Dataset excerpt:

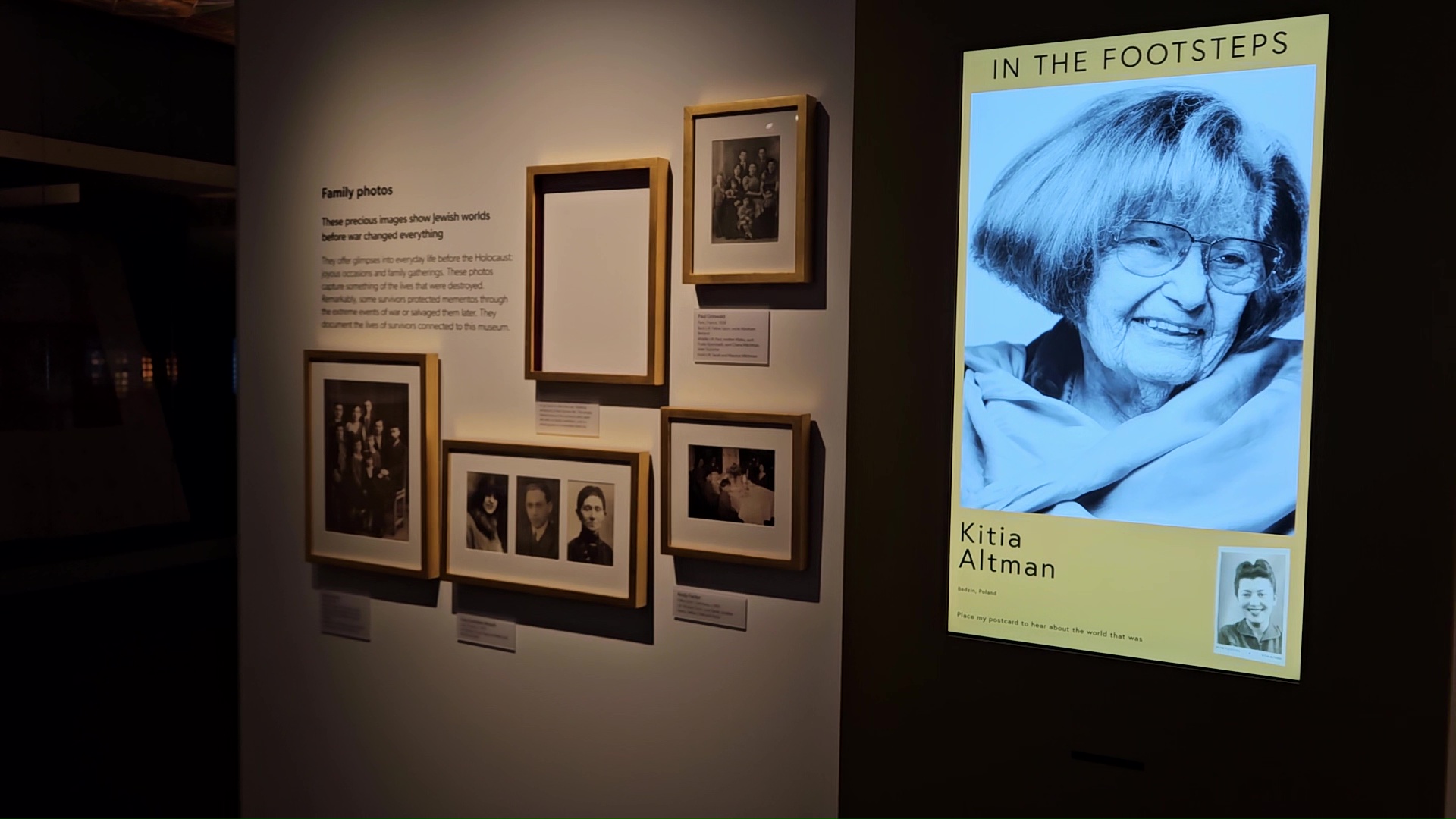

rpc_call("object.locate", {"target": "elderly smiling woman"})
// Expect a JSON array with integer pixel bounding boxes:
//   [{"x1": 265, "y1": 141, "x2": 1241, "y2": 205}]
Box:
[{"x1": 961, "y1": 89, "x2": 1309, "y2": 532}]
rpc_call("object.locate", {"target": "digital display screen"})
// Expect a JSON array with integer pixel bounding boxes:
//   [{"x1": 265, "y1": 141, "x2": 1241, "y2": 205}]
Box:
[{"x1": 948, "y1": 16, "x2": 1328, "y2": 679}]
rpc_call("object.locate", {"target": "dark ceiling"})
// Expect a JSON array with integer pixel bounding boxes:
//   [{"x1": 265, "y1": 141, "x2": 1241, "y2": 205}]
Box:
[{"x1": 64, "y1": 0, "x2": 237, "y2": 46}]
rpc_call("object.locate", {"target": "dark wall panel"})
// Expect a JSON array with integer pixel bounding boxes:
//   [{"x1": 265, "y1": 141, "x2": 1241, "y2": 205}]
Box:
[{"x1": 0, "y1": 0, "x2": 234, "y2": 165}]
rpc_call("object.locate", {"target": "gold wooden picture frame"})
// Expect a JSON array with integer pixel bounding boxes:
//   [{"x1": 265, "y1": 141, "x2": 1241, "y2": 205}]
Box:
[
  {"x1": 303, "y1": 350, "x2": 440, "y2": 579},
  {"x1": 661, "y1": 406, "x2": 812, "y2": 570},
  {"x1": 682, "y1": 93, "x2": 815, "y2": 284},
  {"x1": 441, "y1": 440, "x2": 651, "y2": 609},
  {"x1": 526, "y1": 158, "x2": 671, "y2": 386}
]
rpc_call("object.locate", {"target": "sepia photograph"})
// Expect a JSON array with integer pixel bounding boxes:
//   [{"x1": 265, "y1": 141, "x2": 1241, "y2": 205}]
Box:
[
  {"x1": 956, "y1": 65, "x2": 1315, "y2": 535},
  {"x1": 1213, "y1": 547, "x2": 1288, "y2": 664},
  {"x1": 566, "y1": 481, "x2": 616, "y2": 566},
  {"x1": 682, "y1": 95, "x2": 818, "y2": 284},
  {"x1": 516, "y1": 476, "x2": 560, "y2": 560},
  {"x1": 318, "y1": 379, "x2": 410, "y2": 541},
  {"x1": 464, "y1": 472, "x2": 510, "y2": 552},
  {"x1": 687, "y1": 444, "x2": 774, "y2": 526},
  {"x1": 712, "y1": 136, "x2": 779, "y2": 243},
  {"x1": 441, "y1": 440, "x2": 651, "y2": 607}
]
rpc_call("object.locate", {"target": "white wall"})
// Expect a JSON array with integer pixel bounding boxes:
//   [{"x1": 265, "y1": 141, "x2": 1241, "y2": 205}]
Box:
[{"x1": 237, "y1": 0, "x2": 853, "y2": 817}]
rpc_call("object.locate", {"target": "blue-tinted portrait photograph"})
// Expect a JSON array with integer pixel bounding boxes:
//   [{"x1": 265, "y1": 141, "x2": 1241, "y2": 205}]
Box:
[{"x1": 959, "y1": 65, "x2": 1315, "y2": 535}]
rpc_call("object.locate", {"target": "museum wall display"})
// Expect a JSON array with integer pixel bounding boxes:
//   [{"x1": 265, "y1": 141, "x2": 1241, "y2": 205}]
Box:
[
  {"x1": 946, "y1": 14, "x2": 1329, "y2": 679},
  {"x1": 840, "y1": 0, "x2": 1456, "y2": 817},
  {"x1": 237, "y1": 0, "x2": 853, "y2": 817}
]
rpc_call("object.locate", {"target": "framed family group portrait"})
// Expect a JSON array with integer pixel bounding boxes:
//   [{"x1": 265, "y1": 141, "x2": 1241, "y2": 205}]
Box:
[
  {"x1": 526, "y1": 158, "x2": 670, "y2": 386},
  {"x1": 663, "y1": 406, "x2": 810, "y2": 570},
  {"x1": 443, "y1": 440, "x2": 649, "y2": 607},
  {"x1": 304, "y1": 350, "x2": 440, "y2": 579},
  {"x1": 682, "y1": 95, "x2": 815, "y2": 284}
]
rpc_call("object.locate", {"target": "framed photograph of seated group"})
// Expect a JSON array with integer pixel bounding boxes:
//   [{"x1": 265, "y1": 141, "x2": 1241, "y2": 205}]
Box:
[
  {"x1": 526, "y1": 158, "x2": 671, "y2": 384},
  {"x1": 663, "y1": 406, "x2": 810, "y2": 570},
  {"x1": 304, "y1": 350, "x2": 440, "y2": 579},
  {"x1": 443, "y1": 440, "x2": 649, "y2": 607},
  {"x1": 682, "y1": 93, "x2": 815, "y2": 284}
]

## INSTRUCTIONS FOR THE TASK
Rewrite all of the lines above, replacing every "object.locate" with "object.detect" and keeping everything else unchanged. Leave the pictures out of your answer.

## WORKED SOLUTION
rpc_call("object.detect", {"target": "elderly smiling woman"})
// Expect a JSON array with integer pixel bounding boxes:
//   [{"x1": 265, "y1": 141, "x2": 1241, "y2": 205}]
Box:
[{"x1": 961, "y1": 89, "x2": 1309, "y2": 532}]
rpc_call("object.detect", {"target": "digital display screen"})
// Expect a JSON array with integer pixel bounding boxes:
//   [{"x1": 265, "y1": 141, "x2": 1241, "y2": 205}]
Box:
[{"x1": 948, "y1": 16, "x2": 1328, "y2": 679}]
rpc_call("object.detect", {"target": "dark ceiling"})
// Expect a JSON array with integer pixel bounding boxes:
//   [{"x1": 265, "y1": 141, "x2": 1241, "y2": 205}]
Box:
[{"x1": 64, "y1": 0, "x2": 237, "y2": 46}]
rpc_call("object.detect", {"target": "dark wall panel"})
// Expect a JSON array with integer pixel bounding boxes:
//   [{"x1": 265, "y1": 141, "x2": 1241, "y2": 205}]
Box:
[{"x1": 0, "y1": 0, "x2": 234, "y2": 165}]
rpc_call("object.detect", {"target": "gold wooden picture frame"})
// Expect a JSON array with integer pixel bounding boxes:
//   [{"x1": 265, "y1": 141, "x2": 1241, "y2": 205}]
Box:
[
  {"x1": 303, "y1": 350, "x2": 440, "y2": 579},
  {"x1": 661, "y1": 406, "x2": 812, "y2": 570},
  {"x1": 682, "y1": 93, "x2": 815, "y2": 284},
  {"x1": 441, "y1": 440, "x2": 651, "y2": 609},
  {"x1": 526, "y1": 158, "x2": 671, "y2": 386}
]
rpc_call("object.detect", {"target": "sepia photograph"})
// Expect a JSON array with integer pixel bounding boxes:
//   [{"x1": 265, "y1": 141, "x2": 1241, "y2": 205}]
Box:
[
  {"x1": 956, "y1": 65, "x2": 1315, "y2": 535},
  {"x1": 1213, "y1": 547, "x2": 1288, "y2": 664},
  {"x1": 566, "y1": 481, "x2": 616, "y2": 566},
  {"x1": 682, "y1": 95, "x2": 818, "y2": 284},
  {"x1": 516, "y1": 476, "x2": 560, "y2": 560},
  {"x1": 318, "y1": 379, "x2": 410, "y2": 541},
  {"x1": 464, "y1": 472, "x2": 510, "y2": 552},
  {"x1": 687, "y1": 444, "x2": 774, "y2": 526},
  {"x1": 712, "y1": 136, "x2": 779, "y2": 243},
  {"x1": 441, "y1": 440, "x2": 651, "y2": 607}
]
rpc_call("object.detect", {"target": "white wall"})
// Expect a JSON array with integer pixel bounding boxes:
//   [{"x1": 265, "y1": 141, "x2": 1241, "y2": 205}]
Box:
[{"x1": 237, "y1": 0, "x2": 853, "y2": 817}]
rpc_call("object.detect", {"target": "blue-tinted portrait photograph"})
// Expect a JSON array with integer pixel bounding boxes:
//   [{"x1": 265, "y1": 141, "x2": 1241, "y2": 205}]
Box:
[{"x1": 959, "y1": 65, "x2": 1315, "y2": 535}]
rpc_call("object.detect", {"target": "museum wall display"})
// Expect a JSON array with integer pixel bounding boxes:
//   [{"x1": 265, "y1": 141, "x2": 1241, "y2": 205}]
Box:
[
  {"x1": 946, "y1": 14, "x2": 1329, "y2": 679},
  {"x1": 840, "y1": 0, "x2": 1456, "y2": 817},
  {"x1": 237, "y1": 0, "x2": 853, "y2": 817}
]
rpc_call("object.detect", {"target": "framed family group portrait"})
// Expect a JSON array with integer pixel bounding boxes:
//   [{"x1": 265, "y1": 141, "x2": 1241, "y2": 205}]
Box:
[
  {"x1": 526, "y1": 158, "x2": 670, "y2": 386},
  {"x1": 663, "y1": 406, "x2": 810, "y2": 570},
  {"x1": 443, "y1": 440, "x2": 649, "y2": 607},
  {"x1": 304, "y1": 350, "x2": 440, "y2": 579},
  {"x1": 682, "y1": 95, "x2": 815, "y2": 284}
]
rpc_call("object.detect", {"target": "framed photograph of seated group"})
// Expect a JSON array with integer pixel bounding boxes:
//   [{"x1": 265, "y1": 141, "x2": 1241, "y2": 205}]
Box:
[
  {"x1": 526, "y1": 158, "x2": 671, "y2": 384},
  {"x1": 663, "y1": 406, "x2": 810, "y2": 570},
  {"x1": 304, "y1": 350, "x2": 440, "y2": 579},
  {"x1": 443, "y1": 440, "x2": 649, "y2": 607},
  {"x1": 682, "y1": 93, "x2": 815, "y2": 284}
]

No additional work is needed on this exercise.